> **Recorded information**
● ● ● ● ● ● ●

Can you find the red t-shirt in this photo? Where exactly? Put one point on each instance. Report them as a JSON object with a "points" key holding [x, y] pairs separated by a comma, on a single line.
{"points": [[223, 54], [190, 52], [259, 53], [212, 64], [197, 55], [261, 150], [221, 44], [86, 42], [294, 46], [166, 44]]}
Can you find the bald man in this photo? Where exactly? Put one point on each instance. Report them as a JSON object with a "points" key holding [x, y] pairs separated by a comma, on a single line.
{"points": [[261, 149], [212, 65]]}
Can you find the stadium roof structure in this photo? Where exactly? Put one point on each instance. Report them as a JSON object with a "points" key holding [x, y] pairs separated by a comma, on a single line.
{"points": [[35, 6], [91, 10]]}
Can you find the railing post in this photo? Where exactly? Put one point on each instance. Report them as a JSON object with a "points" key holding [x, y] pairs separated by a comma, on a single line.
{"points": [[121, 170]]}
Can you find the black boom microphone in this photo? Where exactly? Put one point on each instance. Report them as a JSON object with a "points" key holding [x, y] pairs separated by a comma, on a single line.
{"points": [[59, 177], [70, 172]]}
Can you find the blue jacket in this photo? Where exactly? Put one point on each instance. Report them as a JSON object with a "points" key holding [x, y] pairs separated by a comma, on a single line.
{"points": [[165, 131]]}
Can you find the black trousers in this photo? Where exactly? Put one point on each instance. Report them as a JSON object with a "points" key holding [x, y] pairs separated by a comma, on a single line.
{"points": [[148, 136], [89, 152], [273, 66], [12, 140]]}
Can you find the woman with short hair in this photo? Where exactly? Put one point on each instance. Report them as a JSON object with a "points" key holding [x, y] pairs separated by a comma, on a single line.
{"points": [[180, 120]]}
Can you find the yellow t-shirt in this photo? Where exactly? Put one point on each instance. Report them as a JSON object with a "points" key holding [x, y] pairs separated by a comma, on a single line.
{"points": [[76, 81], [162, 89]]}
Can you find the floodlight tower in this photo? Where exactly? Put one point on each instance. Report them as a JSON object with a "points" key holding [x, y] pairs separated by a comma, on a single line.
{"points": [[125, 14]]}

● ● ● ● ● ● ●

Return the full material unchanged.

Can you find the red t-shirt in this photo? Where exactly? Put one point on each instance. Report them as a JSON object with a "points" key holding [x, y] pairs separated by a comma, on a single line.
{"points": [[223, 54], [190, 52], [259, 53], [212, 64], [197, 55], [261, 150], [221, 44], [86, 42], [294, 46], [166, 44]]}
Can you find the bald man in this photo? Where exactly? Put one point on each instance. Report them as a JSON object with a "points" key holding [x, y] pairs separated by a comma, on a single line.
{"points": [[261, 149], [212, 65]]}
Can you find the stadium roof structure in this photo? Where exactly? Put one point on each instance. Report them as a JSON object with a "points" key holding [x, y] pairs separated by a comma, on a single line.
{"points": [[35, 6], [91, 10]]}
Can you find the railing post in this photo? Where exactly? Put one point on each instance. Report them as a JSON object with a "points" key holding [x, y] pairs separated by a comma, on a single line.
{"points": [[121, 170]]}
Can you find the black boom microphone in this photo? Where exactly? Put one point on each instance. Report them as a JSON object with a "points" key holding [x, y] pairs separated by a comma, on a single line.
{"points": [[59, 177], [70, 172]]}
Can you find the blue jacket in this photo? Where exactly? Put one point on each instance. Report them as a JSON object with a "points" key holding [x, y] pairs separated by a comma, on a single line.
{"points": [[165, 131]]}
Can you find the black trousers in this photo? Where exactly? Put one point on each instance. Report them as a JSON object with a "points" key holding [x, y] pairs separated by a comma, on a single line.
{"points": [[148, 136], [89, 152], [273, 66], [12, 140]]}
Can you find the woman with short hair in this photo? Where exactly? Put one point on each instance. Report them as a JSON object with a "points" key holding [x, y] pairs separated by a comma, on a single line.
{"points": [[180, 120]]}
Can you find the yellow t-shirt in this photo? Where exactly? Put one point on each instance. Report them as a JSON object with a "points" key holding [x, y] pairs separated by a comma, on a single line.
{"points": [[76, 81], [162, 89]]}
Can you find the floodlight tower in this photo? Where exactly? Put one point on each instance. Report them as a JSON object with a "points" key holding [x, y] pairs separated by a comma, on a single line.
{"points": [[125, 14]]}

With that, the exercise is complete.